TEXT PROVIDED:
********************

Opinion
CIVIL 1:22-CV-02090
07-20-2023
JOSEPH DISTRICT JUDGE.
REPORT AND RECOMMENDATION
JOSEPH H.L. PEREZ-MONTES UNITED STATES MAGISTRATE JUDGE.
Before the Court is a Motion to Remand filed by Plaintiffs Robert O'Hara (“O'Hara”), Joshua Reppel (“Reppel”), and Jennifer Reppel Toups (“Toups”). ECF No. 7. Because Plaintiffs have not met the exceptional circumstances test for abstention in this case, their Motion to Remand (ECF No. 7) should be DENIED.
I. Background
Plaintiffs O'Hara, Toups, and Reppel filed this lawsuit in the Louisiana 9th Judicial District Court in Rapides Parish, asserting wrongful death and survival actions against Cassandra Arnold (“Arnold”), ACE Property and Casualty Insurance Company (“ACE”), and BXT, Inc. (“BXT”), and seeking damages arising from a motor vehicle accident. ECF No. 1-2.
The accident was a collision between Arnold, who was driving an 18-wheel truck for her employer, BXT, and Maximillian Reppel, who was driving a Toyota Tacoma. Arnold's truck was insured by ACE. Plaintiffs are Maximillian Reppel's children and heirs. ECF Nos. 1, 7-1.
Defendant ACE contends it is “now known as” Chubb Insurance (“Chubb”). Defendant ACE/Chubb removed on the basis of diversity. ECF No. 1-3.
Plaintiffs filed a Motion to Remand (ECF No. 7), which Defendants oppose (ECF No. 9).
II. Law and Analysis
Plaintiffs contend there is a parallel action in state court that was filed by Arnold against Maximillian Reppel and his insurer, Geico (“the Arnold Suit”). Although Defendants removed this case to federal court, Arnold's action remains in state court.

********************

INFORMATION SHOWN:

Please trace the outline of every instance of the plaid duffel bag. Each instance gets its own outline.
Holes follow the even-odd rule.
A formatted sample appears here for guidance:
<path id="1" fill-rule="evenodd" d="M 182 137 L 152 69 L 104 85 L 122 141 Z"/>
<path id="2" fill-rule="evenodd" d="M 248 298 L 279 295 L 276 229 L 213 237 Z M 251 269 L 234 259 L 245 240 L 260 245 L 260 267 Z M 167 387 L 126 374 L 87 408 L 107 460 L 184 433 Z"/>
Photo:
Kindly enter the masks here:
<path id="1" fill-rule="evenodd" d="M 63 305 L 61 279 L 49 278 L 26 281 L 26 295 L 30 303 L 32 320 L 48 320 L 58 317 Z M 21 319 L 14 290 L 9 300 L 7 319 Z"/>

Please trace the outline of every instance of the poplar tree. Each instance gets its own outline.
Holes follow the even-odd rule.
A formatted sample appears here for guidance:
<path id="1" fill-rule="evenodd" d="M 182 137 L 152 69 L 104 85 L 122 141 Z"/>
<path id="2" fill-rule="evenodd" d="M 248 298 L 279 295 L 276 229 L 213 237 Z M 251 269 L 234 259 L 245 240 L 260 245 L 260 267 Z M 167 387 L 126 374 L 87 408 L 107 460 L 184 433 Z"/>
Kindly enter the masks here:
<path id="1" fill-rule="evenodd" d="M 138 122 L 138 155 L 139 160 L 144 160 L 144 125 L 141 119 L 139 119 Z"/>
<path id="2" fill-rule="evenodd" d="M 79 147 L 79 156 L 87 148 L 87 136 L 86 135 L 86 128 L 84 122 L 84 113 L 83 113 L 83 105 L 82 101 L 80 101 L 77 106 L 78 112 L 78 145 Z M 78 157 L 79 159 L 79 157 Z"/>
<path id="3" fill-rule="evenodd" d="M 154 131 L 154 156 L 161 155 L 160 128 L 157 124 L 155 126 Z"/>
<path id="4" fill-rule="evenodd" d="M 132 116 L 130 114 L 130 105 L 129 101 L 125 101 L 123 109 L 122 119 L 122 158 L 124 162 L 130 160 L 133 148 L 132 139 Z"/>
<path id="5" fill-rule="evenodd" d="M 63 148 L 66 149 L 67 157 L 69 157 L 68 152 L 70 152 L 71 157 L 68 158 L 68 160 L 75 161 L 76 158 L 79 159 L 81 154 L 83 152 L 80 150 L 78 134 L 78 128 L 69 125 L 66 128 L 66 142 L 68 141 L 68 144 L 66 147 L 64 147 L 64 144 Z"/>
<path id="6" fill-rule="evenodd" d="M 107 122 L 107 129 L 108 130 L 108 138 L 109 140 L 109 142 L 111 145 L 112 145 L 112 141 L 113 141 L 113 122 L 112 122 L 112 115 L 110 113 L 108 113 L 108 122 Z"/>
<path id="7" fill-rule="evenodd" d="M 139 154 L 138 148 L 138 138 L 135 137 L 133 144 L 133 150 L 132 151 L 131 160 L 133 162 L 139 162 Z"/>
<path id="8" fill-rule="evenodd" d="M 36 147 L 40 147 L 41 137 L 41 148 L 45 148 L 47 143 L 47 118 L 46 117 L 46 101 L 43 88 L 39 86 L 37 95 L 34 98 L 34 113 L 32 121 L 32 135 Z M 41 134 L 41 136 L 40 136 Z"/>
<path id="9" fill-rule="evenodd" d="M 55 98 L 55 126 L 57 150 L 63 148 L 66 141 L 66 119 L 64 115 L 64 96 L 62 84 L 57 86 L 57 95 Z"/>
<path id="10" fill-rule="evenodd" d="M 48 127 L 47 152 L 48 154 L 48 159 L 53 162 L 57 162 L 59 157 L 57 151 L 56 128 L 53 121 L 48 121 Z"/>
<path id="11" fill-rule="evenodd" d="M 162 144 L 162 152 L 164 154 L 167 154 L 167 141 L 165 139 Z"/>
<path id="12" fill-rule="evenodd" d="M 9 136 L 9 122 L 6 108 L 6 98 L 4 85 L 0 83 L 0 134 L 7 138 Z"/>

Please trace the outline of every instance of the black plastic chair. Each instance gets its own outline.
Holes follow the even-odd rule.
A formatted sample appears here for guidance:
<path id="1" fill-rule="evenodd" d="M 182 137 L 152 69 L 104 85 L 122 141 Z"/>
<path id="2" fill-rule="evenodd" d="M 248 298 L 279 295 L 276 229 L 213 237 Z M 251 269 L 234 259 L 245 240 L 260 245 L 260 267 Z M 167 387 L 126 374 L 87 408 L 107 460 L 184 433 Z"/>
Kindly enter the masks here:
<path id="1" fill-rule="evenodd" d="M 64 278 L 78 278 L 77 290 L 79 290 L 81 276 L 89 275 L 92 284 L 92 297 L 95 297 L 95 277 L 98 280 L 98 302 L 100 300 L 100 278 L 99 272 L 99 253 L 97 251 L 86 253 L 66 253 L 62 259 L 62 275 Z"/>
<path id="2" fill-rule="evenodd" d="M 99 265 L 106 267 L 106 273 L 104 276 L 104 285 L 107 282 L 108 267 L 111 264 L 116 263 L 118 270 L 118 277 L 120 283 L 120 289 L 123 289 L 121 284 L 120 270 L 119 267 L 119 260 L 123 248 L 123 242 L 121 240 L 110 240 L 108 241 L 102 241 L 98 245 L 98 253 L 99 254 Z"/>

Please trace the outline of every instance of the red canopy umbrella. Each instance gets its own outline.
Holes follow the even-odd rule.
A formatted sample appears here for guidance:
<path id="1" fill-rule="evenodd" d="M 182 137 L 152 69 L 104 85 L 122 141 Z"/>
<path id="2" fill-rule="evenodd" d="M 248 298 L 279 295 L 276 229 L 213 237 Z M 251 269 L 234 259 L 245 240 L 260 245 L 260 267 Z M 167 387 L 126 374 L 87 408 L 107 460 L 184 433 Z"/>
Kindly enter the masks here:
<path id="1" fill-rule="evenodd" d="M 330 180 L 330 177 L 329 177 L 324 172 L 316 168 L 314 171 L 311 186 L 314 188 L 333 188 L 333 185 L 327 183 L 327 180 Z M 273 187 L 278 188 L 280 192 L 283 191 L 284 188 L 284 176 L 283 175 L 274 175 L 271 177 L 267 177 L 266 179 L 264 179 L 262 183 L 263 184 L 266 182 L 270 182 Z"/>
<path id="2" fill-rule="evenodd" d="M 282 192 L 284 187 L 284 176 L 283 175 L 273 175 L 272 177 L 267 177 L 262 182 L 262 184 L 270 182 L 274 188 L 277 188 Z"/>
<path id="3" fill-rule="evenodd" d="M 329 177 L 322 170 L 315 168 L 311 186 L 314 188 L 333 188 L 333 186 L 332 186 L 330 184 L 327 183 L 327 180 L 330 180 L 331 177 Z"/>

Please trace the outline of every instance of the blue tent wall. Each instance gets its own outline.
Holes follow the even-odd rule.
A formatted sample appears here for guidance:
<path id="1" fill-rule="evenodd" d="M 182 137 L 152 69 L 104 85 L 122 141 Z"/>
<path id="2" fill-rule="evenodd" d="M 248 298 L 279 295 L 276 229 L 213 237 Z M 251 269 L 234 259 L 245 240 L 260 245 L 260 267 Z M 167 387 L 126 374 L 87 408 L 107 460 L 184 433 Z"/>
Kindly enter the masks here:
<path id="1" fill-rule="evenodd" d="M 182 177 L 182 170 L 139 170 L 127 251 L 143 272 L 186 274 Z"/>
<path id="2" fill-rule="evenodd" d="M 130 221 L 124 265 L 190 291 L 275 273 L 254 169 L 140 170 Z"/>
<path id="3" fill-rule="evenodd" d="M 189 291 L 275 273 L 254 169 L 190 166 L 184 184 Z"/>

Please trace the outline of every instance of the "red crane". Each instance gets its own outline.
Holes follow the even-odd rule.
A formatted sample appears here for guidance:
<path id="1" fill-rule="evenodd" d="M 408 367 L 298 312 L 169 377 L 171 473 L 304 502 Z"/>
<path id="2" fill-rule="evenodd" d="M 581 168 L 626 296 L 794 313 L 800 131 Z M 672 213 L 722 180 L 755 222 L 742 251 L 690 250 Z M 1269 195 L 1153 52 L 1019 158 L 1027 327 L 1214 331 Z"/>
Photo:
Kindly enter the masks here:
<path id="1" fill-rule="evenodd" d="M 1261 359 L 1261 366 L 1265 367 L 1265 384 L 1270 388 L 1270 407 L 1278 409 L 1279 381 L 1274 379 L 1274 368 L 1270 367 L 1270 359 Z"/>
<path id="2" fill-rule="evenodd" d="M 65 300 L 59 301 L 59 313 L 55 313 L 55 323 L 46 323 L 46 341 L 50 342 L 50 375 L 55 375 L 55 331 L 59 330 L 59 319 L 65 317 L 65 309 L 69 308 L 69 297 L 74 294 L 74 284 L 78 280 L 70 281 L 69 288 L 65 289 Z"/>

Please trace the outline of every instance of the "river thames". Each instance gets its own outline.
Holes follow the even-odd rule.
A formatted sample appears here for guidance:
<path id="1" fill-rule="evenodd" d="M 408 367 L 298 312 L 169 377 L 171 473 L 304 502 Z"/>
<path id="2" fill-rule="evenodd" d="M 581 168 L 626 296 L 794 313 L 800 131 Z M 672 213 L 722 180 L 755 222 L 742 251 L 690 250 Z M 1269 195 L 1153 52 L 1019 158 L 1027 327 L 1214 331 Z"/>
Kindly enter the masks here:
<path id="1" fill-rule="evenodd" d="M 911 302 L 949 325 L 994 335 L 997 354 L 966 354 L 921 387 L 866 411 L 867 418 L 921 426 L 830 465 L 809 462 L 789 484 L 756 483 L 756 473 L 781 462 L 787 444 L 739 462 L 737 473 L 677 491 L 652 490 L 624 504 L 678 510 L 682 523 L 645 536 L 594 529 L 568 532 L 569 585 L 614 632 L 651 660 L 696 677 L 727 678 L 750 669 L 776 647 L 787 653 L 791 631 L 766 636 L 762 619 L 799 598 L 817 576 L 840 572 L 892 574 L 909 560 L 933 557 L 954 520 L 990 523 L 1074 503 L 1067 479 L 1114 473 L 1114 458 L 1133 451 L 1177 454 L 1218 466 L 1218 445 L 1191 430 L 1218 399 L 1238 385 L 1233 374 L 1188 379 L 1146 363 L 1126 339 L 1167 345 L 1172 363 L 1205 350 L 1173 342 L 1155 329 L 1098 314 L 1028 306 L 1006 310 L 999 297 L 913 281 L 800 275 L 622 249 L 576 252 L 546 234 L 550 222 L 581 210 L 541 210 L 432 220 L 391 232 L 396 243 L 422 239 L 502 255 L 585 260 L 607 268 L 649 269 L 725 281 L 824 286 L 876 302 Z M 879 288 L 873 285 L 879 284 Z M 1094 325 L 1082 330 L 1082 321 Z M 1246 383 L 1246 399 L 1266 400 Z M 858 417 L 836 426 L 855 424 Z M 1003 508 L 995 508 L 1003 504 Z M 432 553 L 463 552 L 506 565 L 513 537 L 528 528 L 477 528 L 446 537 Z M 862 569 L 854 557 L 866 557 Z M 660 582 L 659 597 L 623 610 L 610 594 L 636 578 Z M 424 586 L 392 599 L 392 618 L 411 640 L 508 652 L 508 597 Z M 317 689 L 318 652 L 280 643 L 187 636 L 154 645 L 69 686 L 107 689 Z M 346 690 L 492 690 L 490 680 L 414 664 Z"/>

********************

THE TASK: In the report and recommendation, edit the passage starting with "The accident was" and going on through "Nos. 1, 7-1.", and write it out with "Toyota Tacoma" replaced by "pickup truck".

ANSWER SECTION:
The accident was a collision between Arnold, who was driving an 18-wheel truck for her employer, BXT, and Maximillian Reppel, who was driving a pickup truck. Arnold's truck was insured by ACE. Plaintiffs are Maximillian Reppel's children and heirs. ECF Nos. 1, 7-1.